I think your point is that even with an independent government agency, the government could still indirectly cook the books just by gaming how NGDP is measured. Its like tax planning in reverse, find out what is defined as being income and arrange your affairs to recharacterize to avoid having amounts that fall within that definition.

Bob: "To what extent is an organization like Eurostat dependent on national ststitics offices?"

Good question. I don't have a clue.

" Its like tax planning in reverse, find out what is defined as being income and arrange your affairs to recharacterize to avoid having amounts that fall within that definition."

Yes. Like tax avoidance, rather than outright tax evasion. It wouldn't need to outright lie if it substituted transfer payments for wages.

And if someone has an ongoing incentive to figure out ways of doing something, you can bet they will eventually figure out a lot more devious ways of doing it than we ever could.

For the US, and other countries that do something similar...imputed values. In the US, newly-constructed housing counts as part of gross investment. But buried in personal consumption expenditures is the consumption value of owner-occupied housing. It's imputed as "owner-equivalent-rent." [In 2013, this was about $1.3 billion (nominal).] This is a fairly large item. In olden days (i.e., when I was an undergraduate), some farm consumption--value of food produced on the farm for consumption--was also imputed (this is so small now as to be all but irrelevant).

That should be $1.3 TRILLION, not billion.


By issuing, does Scott mean Greece is selling NGDP futures for Euros or bestowing NGDP futures without receipt of payment?

If government is selling them, then Ponzi finance becomes a possibility - government makes payment on existing NGDP linked bonds by selling more NGDP linked bonds. Why would a government need to lie in this case? Governments normally are able to roll over the principle of their debt but generally make interest / ROI payments from tax revenue. That need not be the case with gullible enough investors.

If a government is bestowing them then are they perpetual or are they fixed term? If fixed term, where does the Greek government obtain funds to retire them as they mature?

But let me try to answer your question:

"If a government issues NGDP-linked bonds, it has an incentive to lie about NGDP statistics."

The question isn't so much about the incentive to lie (both the buyer and seller of any security or good have that incentive). It is a question of a government (as legal authority) maintaining it's neutrality when two parties accuse each other of lying and it is one of the accused parties.

Your tasks
1/ In the comment thread, why does one commenter say "The question isn't so much about the incentive to lie"? Answer in one to three sentences.
2/ Please list every line in the rows that contains the string "nest".
The comment thread above is unrelated to the rows that come after it.

Extracted information
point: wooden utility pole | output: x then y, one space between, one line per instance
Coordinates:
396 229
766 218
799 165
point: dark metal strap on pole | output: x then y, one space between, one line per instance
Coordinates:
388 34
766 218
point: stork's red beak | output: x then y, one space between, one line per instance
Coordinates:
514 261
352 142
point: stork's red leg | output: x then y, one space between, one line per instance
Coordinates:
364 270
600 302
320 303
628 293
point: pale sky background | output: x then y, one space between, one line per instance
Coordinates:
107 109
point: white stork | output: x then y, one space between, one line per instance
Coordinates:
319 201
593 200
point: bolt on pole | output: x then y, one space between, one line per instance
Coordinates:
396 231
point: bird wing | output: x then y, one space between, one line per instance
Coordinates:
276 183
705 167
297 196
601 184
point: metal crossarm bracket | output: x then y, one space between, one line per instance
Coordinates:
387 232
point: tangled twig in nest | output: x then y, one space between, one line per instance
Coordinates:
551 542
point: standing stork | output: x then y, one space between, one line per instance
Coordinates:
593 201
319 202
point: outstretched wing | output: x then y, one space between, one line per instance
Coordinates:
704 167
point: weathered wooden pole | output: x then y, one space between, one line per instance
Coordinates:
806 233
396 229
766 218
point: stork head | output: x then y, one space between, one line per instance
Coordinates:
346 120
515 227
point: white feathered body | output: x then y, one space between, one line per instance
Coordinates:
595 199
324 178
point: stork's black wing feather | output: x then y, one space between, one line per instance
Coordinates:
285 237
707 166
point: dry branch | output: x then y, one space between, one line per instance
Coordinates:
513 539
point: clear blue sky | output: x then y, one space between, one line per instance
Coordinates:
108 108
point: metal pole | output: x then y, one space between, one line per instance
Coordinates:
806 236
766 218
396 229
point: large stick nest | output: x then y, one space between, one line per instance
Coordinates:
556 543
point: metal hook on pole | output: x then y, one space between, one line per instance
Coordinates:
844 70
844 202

Worked solutions
1/ Both the buyer and the seller of any security or good have that incentive. The real question is whether a government, as the legal authority, can stay neutral when two parties accuse each other of lying and it is one of the accused.

2/
point: tangled twig in nest | output: x then y, one space between, one line per instance
point: large stick nest | output: x then y, one space between, one line per instance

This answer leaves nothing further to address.